GETOONDE TEKST:
::::::

20.6.2 Wijzigingsbevoegdheid kamerverhuurbedrijf

Burgemeester en wethouders kunnen deze bestemming overeenkomstig het bepaalde in artikel 3.6 lid 1 onder a van de Wet ruimtelijke ordening wijzigen, teneinde de vestiging van een kamerverhuurbedrijf mogelijk te maken, mits voldaan wordt aan de volgende voorwaarden:

  • a. er mag geen onevenredige aantasting plaatsvinden van de gebruiksmogelijkheden van aangrenzende gronden en het woon- en leefmilieu;
  • b. de functie is naar haar aard met de karakteristiek van de omgeving in overeenstemming;
  • c. het mag niet betreffen activiteiten welke een zodanige verkeersaantrekking hebben, dat deze leiden tot een nadelige beïnvloeding van de normale afwikkeling van het verkeer dan wel tot een onevenredige parkeerdruk op de openbare ruimten;
  • d. er wordt geen onevenredige afbreuk gedaan aan de waarden genoemd in 20.1.

::::::

OPDRACHTEN:
a - Herschrijf in het tekstfragment de alinea die begint met "Burgemeester en wethouders kunnen" beknopter en behoud daarbij de belangrijkste feiten.
b - Herhaal letterlijk het deel van het tekstfragment vanaf "20.6.2 Wijzigingsbevoegdheid kamerverhuurbedrijf" tot en met "genoemd in 20.1.".
De gegevens die volgen vormen afzonderlijk materiaal.

Gegevens voor het labelen van locaties:
::::::

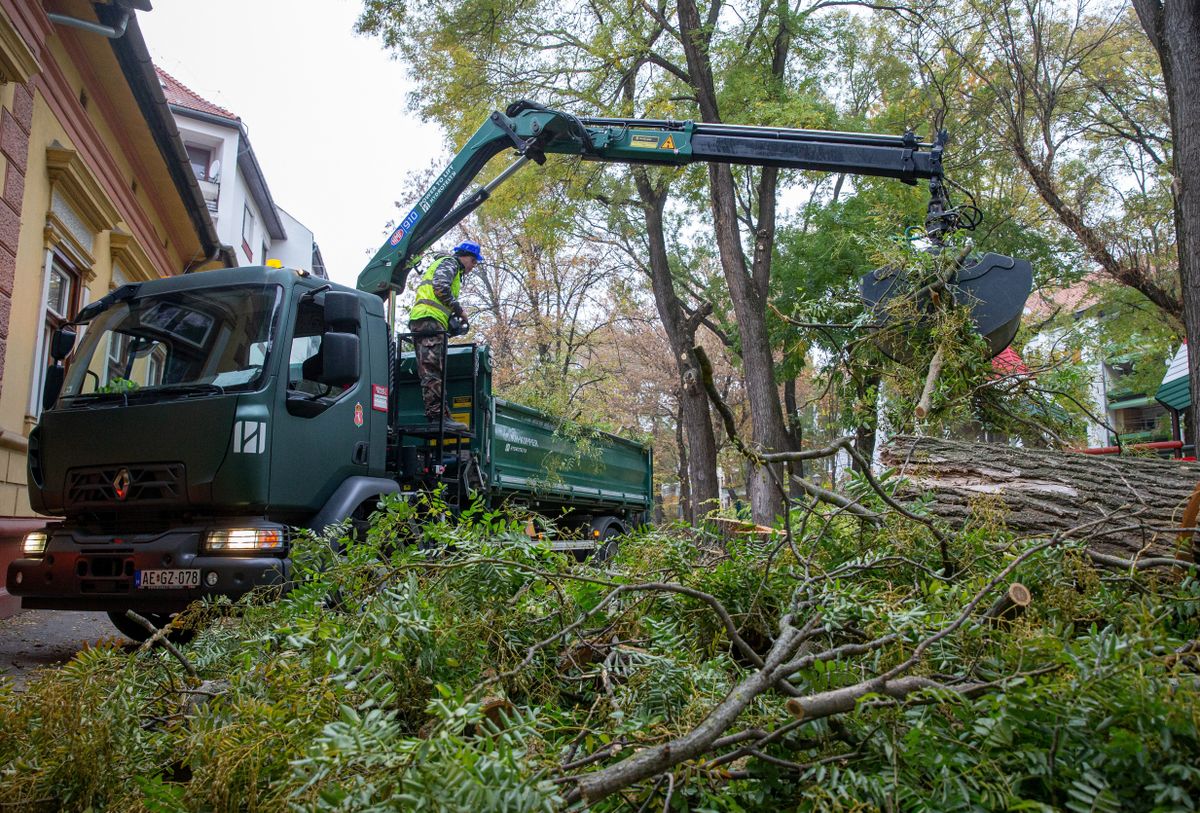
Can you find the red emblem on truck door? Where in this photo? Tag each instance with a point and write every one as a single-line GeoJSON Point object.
{"type": "Point", "coordinates": [121, 483]}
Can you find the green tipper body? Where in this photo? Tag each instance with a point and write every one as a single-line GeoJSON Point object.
{"type": "Point", "coordinates": [520, 456]}
{"type": "Point", "coordinates": [205, 417]}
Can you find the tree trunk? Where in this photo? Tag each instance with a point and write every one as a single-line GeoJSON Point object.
{"type": "Point", "coordinates": [1174, 30]}
{"type": "Point", "coordinates": [694, 414]}
{"type": "Point", "coordinates": [748, 284]}
{"type": "Point", "coordinates": [1038, 492]}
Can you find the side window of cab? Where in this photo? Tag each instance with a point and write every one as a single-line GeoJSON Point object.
{"type": "Point", "coordinates": [324, 355]}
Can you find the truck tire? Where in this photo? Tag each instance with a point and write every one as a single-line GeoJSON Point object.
{"type": "Point", "coordinates": [611, 530]}
{"type": "Point", "coordinates": [131, 628]}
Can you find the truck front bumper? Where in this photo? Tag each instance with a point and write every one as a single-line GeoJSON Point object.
{"type": "Point", "coordinates": [100, 572]}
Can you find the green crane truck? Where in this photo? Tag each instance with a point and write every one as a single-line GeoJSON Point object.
{"type": "Point", "coordinates": [204, 417]}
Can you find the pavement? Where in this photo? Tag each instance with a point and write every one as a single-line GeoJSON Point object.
{"type": "Point", "coordinates": [41, 639]}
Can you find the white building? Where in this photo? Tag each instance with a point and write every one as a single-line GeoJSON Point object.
{"type": "Point", "coordinates": [246, 217]}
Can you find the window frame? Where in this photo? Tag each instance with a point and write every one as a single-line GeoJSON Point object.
{"type": "Point", "coordinates": [208, 163]}
{"type": "Point", "coordinates": [247, 230]}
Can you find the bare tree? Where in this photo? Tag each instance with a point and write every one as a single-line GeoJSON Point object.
{"type": "Point", "coordinates": [1174, 31]}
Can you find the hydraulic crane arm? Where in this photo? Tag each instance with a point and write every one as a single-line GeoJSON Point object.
{"type": "Point", "coordinates": [534, 131]}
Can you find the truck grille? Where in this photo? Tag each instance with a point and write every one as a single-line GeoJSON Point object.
{"type": "Point", "coordinates": [151, 482]}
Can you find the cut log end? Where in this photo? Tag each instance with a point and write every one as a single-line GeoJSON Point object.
{"type": "Point", "coordinates": [1011, 604]}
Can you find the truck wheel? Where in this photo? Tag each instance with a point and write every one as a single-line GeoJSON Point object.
{"type": "Point", "coordinates": [131, 628]}
{"type": "Point", "coordinates": [607, 542]}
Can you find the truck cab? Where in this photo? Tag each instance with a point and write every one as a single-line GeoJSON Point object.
{"type": "Point", "coordinates": [201, 419]}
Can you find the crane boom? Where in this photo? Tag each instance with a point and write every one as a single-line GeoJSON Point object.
{"type": "Point", "coordinates": [534, 131]}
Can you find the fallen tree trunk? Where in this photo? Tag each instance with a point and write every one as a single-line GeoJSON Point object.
{"type": "Point", "coordinates": [1140, 500]}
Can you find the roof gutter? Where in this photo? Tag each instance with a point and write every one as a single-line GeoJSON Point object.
{"type": "Point", "coordinates": [247, 162]}
{"type": "Point", "coordinates": [138, 68]}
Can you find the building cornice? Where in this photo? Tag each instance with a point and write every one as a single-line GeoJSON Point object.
{"type": "Point", "coordinates": [18, 62]}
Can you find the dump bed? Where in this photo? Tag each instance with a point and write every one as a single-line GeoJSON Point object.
{"type": "Point", "coordinates": [525, 456]}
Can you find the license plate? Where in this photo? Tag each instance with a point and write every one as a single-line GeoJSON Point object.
{"type": "Point", "coordinates": [167, 579]}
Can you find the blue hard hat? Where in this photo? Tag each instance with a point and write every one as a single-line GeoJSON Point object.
{"type": "Point", "coordinates": [472, 248]}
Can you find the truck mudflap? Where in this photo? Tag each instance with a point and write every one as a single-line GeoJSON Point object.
{"type": "Point", "coordinates": [153, 572]}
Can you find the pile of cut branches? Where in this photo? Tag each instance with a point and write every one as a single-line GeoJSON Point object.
{"type": "Point", "coordinates": [847, 662]}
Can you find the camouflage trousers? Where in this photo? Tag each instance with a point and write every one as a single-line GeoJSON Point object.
{"type": "Point", "coordinates": [430, 361]}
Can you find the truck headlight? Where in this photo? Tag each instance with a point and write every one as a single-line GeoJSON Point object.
{"type": "Point", "coordinates": [241, 540]}
{"type": "Point", "coordinates": [35, 543]}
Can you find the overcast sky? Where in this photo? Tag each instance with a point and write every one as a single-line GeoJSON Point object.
{"type": "Point", "coordinates": [324, 107]}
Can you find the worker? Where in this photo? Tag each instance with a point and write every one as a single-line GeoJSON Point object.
{"type": "Point", "coordinates": [437, 300]}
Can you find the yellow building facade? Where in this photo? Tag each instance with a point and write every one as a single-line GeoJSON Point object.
{"type": "Point", "coordinates": [96, 192]}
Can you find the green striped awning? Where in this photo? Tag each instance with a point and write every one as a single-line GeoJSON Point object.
{"type": "Point", "coordinates": [1174, 392]}
{"type": "Point", "coordinates": [1129, 403]}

::::::

ANTWOORDEN:
a - Burgemeester en wethouders mogen deze bestemming op grond van artikel 3.6 lid 1 onder a van de Wet ruimtelijke ordening wijzigen om de vestiging van een kamerverhuurbedrijf toe te staan, mits aan de volgende voorwaarden wordt voldaan.

b -
20.6.2 Wijzigingsbevoegdheid kamerverhuurbedrijf

Burgemeester en wethouders kunnen deze bestemming overeenkomstig het bepaalde in artikel 3.6 lid 1 onder a van de Wet ruimtelijke ordening wijzigen, teneinde de vestiging van een kamerverhuurbedrijf mogelijk te maken, mits voldaan wordt aan de volgende voorwaarden:

  • a. er mag geen onevenredige aantasting plaatsvinden van de gebruiksmogelijkheden van aangrenzende gronden en het woon- en leefmilieu;
  • b. de functie is naar haar aard met de karakteristiek van de omgeving in overeenstemming;
  • c. het mag niet betreffen activiteiten welke een zodanige verkeersaantrekking hebben, dat deze leiden tot een nadelige beïnvloeding van de normale afwikkeling van het verkeer dan wel tot een onevenredige parkeerdruk op de openbare ruimten;
  • d. er wordt geen onevenredige afbreuk gedaan aan de waarden genoemd in 20.1.